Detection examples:
══════════

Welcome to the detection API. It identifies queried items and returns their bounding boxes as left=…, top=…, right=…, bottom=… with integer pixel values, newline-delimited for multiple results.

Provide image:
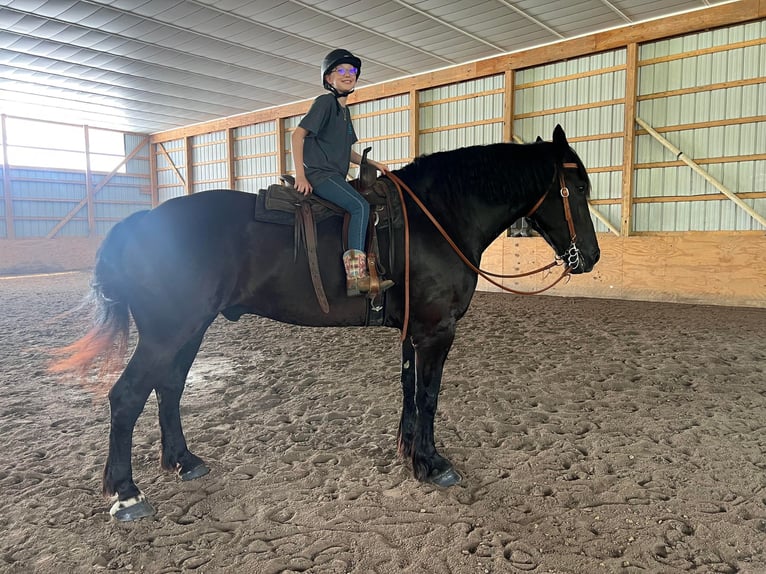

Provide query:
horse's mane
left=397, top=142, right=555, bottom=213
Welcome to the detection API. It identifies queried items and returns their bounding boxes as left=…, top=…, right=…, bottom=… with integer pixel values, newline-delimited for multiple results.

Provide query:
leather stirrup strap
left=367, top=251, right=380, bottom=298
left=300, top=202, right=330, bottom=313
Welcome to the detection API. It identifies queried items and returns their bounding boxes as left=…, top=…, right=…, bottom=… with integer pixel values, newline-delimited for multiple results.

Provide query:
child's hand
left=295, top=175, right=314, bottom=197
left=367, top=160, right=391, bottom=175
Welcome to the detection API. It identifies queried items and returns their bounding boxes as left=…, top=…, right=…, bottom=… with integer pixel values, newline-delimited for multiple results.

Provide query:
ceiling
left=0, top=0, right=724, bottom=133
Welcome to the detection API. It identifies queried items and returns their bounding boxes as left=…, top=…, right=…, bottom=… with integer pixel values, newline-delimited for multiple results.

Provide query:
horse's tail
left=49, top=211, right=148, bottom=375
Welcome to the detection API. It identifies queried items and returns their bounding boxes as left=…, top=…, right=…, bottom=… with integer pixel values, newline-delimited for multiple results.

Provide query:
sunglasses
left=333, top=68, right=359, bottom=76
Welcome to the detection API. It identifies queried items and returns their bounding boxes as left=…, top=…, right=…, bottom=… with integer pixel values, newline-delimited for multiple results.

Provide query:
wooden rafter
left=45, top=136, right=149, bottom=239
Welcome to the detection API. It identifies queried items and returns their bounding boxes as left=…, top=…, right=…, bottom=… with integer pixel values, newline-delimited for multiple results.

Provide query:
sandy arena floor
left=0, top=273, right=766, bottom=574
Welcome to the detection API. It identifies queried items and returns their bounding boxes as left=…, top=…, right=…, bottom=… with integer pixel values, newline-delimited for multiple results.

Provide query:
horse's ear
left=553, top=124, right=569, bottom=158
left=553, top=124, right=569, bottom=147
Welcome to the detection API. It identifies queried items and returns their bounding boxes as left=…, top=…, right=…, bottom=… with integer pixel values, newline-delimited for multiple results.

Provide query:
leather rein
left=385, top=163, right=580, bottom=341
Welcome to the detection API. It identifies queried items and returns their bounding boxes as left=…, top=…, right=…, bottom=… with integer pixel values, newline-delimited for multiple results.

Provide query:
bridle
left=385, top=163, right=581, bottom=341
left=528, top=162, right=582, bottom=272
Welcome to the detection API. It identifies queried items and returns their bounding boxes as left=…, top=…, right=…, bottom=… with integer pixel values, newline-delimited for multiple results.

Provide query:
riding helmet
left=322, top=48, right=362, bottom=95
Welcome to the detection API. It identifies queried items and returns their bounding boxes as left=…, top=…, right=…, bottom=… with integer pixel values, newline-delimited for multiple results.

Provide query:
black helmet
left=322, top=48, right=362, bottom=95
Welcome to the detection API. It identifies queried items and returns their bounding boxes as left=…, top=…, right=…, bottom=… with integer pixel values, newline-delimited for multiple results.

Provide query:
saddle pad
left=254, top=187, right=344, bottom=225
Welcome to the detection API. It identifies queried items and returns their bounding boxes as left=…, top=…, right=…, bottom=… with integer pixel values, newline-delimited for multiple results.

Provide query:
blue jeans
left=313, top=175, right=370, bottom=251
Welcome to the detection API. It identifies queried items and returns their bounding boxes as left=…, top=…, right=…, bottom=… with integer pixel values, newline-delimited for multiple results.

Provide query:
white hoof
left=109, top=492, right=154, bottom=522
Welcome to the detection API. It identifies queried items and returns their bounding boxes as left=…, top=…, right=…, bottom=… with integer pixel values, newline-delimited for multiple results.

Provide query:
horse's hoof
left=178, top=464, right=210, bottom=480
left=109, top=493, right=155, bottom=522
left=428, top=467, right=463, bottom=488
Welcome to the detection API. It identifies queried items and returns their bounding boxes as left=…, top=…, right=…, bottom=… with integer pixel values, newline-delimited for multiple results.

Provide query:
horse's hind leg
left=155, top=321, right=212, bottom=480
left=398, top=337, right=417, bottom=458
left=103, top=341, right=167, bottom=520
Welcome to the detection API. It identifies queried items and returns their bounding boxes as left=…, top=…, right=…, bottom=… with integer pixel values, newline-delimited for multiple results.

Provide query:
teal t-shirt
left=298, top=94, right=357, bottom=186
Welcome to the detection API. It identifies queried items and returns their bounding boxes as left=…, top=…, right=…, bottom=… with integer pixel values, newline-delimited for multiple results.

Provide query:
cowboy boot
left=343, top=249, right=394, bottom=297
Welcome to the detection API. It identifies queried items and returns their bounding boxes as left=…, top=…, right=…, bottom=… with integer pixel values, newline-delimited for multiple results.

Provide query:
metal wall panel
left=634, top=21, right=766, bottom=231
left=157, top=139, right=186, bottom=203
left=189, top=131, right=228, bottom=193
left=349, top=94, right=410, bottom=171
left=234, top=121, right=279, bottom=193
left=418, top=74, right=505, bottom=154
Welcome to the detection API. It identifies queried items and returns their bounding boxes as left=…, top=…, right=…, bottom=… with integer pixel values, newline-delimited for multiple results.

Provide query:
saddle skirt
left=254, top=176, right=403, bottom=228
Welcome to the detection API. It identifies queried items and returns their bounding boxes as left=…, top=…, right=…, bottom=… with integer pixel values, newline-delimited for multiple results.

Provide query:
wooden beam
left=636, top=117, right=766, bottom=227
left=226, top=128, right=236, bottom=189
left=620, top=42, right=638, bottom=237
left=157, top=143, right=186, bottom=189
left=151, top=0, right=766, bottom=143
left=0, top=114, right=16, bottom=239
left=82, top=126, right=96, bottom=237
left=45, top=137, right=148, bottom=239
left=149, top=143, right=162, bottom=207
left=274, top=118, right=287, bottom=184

══════════

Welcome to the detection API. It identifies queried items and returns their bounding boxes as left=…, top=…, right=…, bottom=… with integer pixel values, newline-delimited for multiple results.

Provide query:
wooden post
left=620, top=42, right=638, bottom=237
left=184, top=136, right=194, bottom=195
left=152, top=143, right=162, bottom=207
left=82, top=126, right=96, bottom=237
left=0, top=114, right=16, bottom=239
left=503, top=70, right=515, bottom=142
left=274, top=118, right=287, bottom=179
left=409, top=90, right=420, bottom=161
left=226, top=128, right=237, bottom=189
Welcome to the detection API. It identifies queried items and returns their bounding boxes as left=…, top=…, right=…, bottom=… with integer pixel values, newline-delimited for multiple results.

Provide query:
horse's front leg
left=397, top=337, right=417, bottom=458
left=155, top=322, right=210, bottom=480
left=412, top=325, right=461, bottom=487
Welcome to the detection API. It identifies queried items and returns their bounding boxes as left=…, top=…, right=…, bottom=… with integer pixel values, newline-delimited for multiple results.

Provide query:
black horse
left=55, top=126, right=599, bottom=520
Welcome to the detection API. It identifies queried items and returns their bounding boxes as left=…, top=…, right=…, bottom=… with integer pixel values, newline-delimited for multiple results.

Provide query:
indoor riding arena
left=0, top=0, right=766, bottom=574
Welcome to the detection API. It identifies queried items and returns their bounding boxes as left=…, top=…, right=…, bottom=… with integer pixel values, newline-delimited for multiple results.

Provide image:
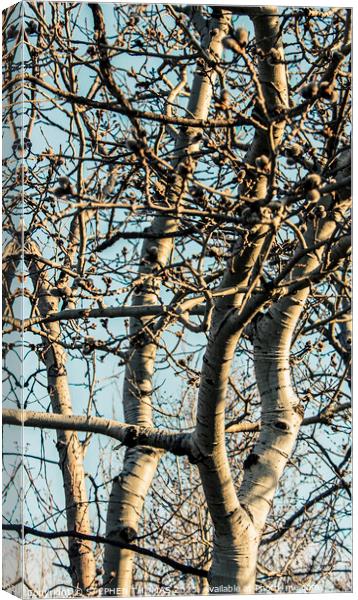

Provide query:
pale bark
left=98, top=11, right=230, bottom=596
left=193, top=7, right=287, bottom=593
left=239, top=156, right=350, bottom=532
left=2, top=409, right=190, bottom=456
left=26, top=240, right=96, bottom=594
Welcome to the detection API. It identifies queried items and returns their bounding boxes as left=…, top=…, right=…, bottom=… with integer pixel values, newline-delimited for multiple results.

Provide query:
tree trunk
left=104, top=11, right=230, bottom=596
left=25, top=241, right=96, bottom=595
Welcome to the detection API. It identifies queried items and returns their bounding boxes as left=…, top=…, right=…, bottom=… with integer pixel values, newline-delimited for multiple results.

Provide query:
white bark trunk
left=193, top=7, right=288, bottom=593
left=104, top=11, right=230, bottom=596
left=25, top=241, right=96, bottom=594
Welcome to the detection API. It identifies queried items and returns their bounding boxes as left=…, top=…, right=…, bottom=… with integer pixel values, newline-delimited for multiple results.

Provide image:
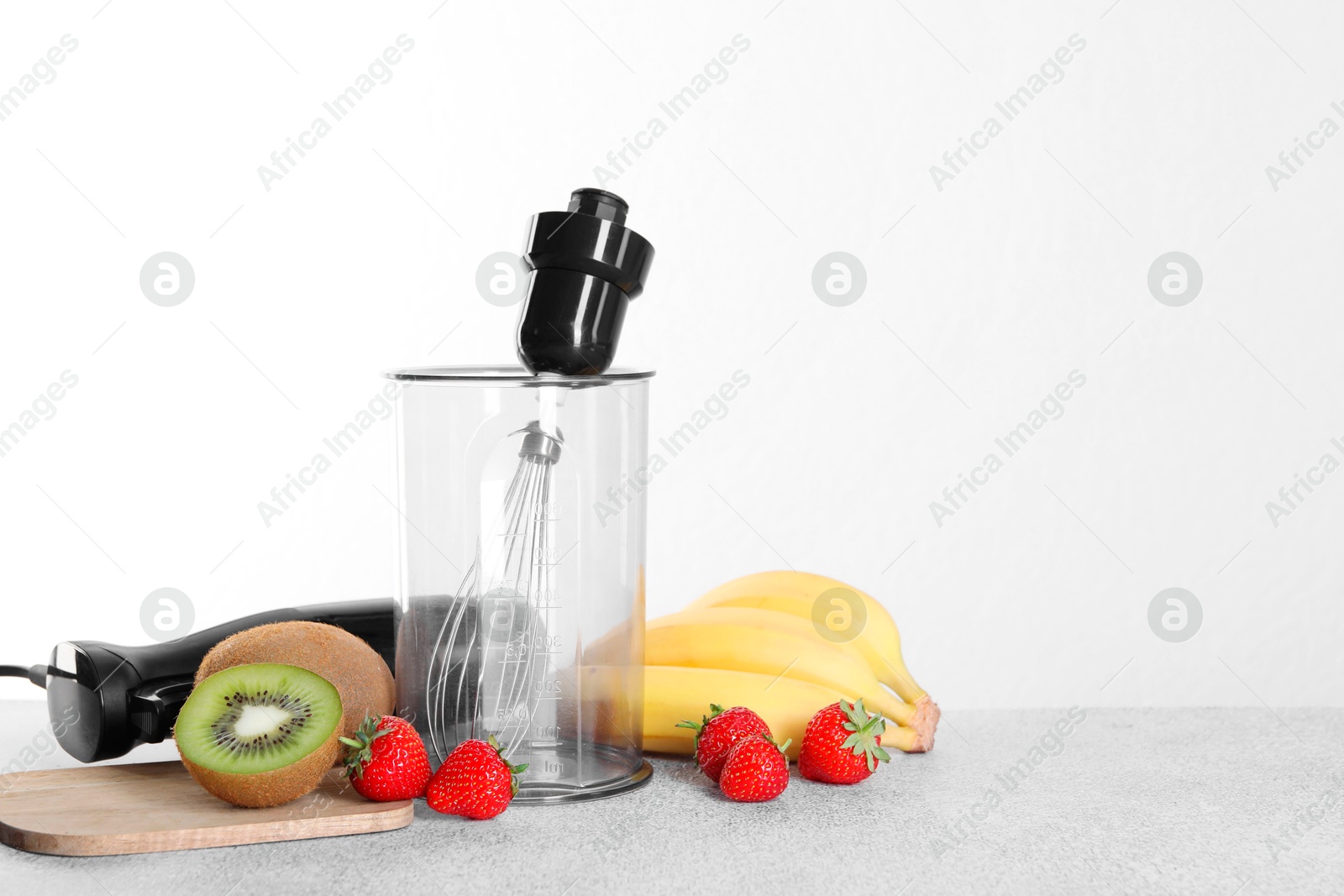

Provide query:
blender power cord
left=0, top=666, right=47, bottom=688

══════════

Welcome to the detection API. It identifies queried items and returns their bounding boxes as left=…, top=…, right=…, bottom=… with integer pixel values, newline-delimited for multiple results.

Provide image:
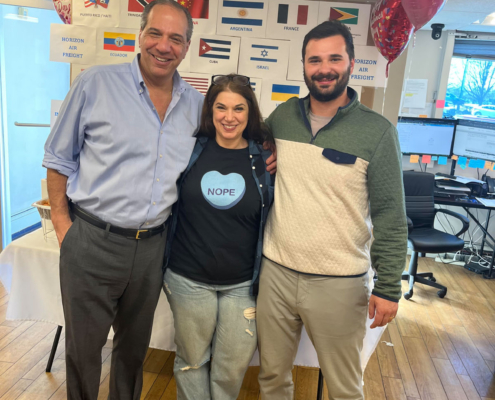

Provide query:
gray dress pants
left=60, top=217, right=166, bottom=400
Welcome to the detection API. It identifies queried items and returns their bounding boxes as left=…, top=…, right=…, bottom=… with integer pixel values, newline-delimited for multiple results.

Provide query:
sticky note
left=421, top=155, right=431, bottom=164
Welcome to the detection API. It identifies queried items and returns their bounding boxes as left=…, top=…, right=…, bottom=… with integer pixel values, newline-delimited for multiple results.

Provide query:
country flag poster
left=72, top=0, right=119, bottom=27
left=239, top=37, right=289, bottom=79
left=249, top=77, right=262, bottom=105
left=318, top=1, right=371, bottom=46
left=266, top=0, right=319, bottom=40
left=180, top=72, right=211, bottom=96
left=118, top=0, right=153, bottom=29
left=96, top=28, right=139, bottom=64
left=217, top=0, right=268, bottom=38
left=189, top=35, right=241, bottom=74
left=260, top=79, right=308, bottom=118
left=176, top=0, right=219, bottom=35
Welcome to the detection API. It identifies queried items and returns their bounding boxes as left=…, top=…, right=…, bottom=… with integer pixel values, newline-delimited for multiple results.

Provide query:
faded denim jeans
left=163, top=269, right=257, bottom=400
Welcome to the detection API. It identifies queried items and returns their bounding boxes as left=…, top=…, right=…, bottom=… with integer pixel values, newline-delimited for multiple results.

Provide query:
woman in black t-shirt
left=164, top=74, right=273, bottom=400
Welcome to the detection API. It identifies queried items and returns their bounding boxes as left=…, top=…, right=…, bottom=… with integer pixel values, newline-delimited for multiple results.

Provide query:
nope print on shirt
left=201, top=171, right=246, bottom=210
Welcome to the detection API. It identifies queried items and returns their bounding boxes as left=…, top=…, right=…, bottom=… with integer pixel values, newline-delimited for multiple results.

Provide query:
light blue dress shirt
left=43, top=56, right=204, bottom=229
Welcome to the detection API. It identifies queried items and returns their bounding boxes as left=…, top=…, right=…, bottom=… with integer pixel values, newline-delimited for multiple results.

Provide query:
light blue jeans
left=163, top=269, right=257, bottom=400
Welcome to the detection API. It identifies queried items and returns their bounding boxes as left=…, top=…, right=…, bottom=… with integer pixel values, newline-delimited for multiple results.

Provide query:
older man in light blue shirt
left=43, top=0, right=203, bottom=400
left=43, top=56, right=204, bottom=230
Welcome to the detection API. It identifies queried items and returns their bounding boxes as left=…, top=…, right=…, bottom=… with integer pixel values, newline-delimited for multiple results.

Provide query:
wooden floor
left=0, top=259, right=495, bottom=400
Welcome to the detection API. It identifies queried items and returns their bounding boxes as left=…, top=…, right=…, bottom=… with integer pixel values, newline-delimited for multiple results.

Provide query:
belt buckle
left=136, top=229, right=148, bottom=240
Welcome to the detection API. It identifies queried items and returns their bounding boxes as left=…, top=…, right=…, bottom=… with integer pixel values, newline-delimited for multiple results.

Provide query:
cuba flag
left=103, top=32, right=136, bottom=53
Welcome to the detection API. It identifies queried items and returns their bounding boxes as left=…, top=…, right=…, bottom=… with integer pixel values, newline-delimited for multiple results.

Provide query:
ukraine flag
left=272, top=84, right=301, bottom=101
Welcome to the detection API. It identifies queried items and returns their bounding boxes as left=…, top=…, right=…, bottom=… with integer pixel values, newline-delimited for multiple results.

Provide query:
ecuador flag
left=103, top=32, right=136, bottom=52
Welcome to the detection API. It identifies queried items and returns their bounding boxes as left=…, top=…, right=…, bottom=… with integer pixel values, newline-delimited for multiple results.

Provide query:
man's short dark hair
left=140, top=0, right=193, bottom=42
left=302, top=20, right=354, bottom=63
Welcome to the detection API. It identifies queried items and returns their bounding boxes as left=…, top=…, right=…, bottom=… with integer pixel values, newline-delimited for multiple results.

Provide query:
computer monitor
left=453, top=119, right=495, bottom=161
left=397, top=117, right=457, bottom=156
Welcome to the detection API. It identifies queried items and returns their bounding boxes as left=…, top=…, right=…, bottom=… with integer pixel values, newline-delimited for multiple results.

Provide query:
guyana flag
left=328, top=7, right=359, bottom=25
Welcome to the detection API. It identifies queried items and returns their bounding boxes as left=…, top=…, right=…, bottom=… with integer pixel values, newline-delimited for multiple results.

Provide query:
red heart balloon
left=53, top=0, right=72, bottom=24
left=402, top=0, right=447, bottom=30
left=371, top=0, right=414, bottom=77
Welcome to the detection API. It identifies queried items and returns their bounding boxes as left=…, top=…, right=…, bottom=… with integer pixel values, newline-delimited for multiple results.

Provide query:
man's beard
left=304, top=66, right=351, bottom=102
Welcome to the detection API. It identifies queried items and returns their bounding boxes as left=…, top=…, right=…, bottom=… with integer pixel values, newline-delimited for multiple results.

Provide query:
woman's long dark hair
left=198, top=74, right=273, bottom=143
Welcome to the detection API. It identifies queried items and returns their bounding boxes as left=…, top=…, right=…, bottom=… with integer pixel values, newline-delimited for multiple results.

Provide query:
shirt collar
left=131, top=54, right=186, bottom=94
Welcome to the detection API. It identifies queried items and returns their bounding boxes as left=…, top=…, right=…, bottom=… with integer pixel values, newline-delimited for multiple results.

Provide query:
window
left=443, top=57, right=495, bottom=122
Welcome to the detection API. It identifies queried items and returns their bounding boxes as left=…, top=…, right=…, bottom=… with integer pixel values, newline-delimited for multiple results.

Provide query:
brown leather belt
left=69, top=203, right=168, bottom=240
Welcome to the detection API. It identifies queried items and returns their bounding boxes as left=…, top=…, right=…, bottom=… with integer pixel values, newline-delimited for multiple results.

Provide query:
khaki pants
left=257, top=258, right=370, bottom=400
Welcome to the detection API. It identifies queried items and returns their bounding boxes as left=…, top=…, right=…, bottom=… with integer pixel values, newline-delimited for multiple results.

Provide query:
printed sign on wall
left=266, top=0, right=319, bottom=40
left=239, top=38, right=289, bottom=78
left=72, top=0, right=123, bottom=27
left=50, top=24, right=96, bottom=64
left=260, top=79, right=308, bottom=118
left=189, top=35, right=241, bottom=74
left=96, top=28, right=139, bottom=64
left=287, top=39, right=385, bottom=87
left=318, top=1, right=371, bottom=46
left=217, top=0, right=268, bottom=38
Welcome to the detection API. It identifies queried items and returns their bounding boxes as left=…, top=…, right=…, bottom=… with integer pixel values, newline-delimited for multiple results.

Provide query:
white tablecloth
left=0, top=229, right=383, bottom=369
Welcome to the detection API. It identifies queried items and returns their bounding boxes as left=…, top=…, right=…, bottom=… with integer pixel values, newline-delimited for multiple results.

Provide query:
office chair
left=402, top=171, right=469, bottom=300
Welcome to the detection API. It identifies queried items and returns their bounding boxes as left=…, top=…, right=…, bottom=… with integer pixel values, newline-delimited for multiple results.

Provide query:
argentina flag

══════════

### SET TASK:
Which lines in the items above contain the string "leather", with case counting? Report each such line in full.

### ANSWER TO THE TASK:
leather stirrup strap
leather rein
brown leather belt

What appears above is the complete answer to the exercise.